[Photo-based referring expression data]
==========

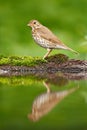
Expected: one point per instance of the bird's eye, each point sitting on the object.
(34, 22)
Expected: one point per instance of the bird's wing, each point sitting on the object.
(48, 35)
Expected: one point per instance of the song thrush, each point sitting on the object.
(45, 38)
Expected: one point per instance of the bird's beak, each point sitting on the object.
(28, 24)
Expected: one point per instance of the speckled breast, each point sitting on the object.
(40, 41)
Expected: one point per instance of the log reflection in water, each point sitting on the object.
(46, 102)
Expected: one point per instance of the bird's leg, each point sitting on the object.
(48, 52)
(47, 87)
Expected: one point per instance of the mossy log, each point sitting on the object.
(52, 64)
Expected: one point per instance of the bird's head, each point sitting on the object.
(34, 24)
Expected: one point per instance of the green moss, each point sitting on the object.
(16, 60)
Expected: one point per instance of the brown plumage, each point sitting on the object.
(45, 38)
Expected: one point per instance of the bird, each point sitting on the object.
(46, 39)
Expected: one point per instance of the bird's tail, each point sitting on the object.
(73, 51)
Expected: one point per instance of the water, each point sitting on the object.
(43, 101)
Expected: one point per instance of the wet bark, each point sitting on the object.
(54, 63)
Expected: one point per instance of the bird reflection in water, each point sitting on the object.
(47, 101)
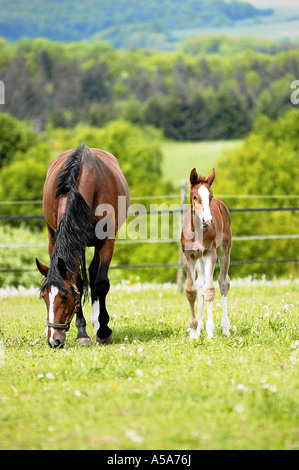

==========

* _Task goal_: Print the data again word for word, pictures excluded.

* _Reply_:
Expected: one point per instance of the bird's eye, each point sitting on the object.
(34, 22)
Expected: one point per instance of the bird's wing, each point sitting on the object.
(48, 35)
Expected: one point per instance of the song thrush, each point sitting on the object.
(45, 38)
Expected: one point per instance of the bird's beak, each point sitting on the object.
(28, 24)
Expected: one point per instance of the speckled breast, each point sitting on the object.
(40, 41)
Expected: one point per instance of the log reflection in water, each point sitting on the object.
(46, 102)
Expected: one point per instance of the bird's leg, each point sitting on the object.
(48, 52)
(47, 87)
Expected: one point per instance of the mossy log, each point sitting on the object.
(52, 64)
Expected: one point per instance of the bird's head, each point sitting on the object.
(34, 24)
Expected: one point per instance of the green moss, each point sitting on the object.
(16, 60)
Expected: one point per instance of the brown plumage, each point sitting on the object.
(45, 38)
Expected: one point per instance of the bird, each point sitting on the object.
(46, 39)
Expected: one point per instance of the bird's tail, each point sitting on the object.
(73, 51)
Expected: one point per instance of the water, each point sitting on the object.
(43, 101)
Expected: one point per instance of the wet bark, each point sitting on the object.
(54, 63)
Expected: one point per instance of the bird reflection in water, each point sitting on the object.
(47, 101)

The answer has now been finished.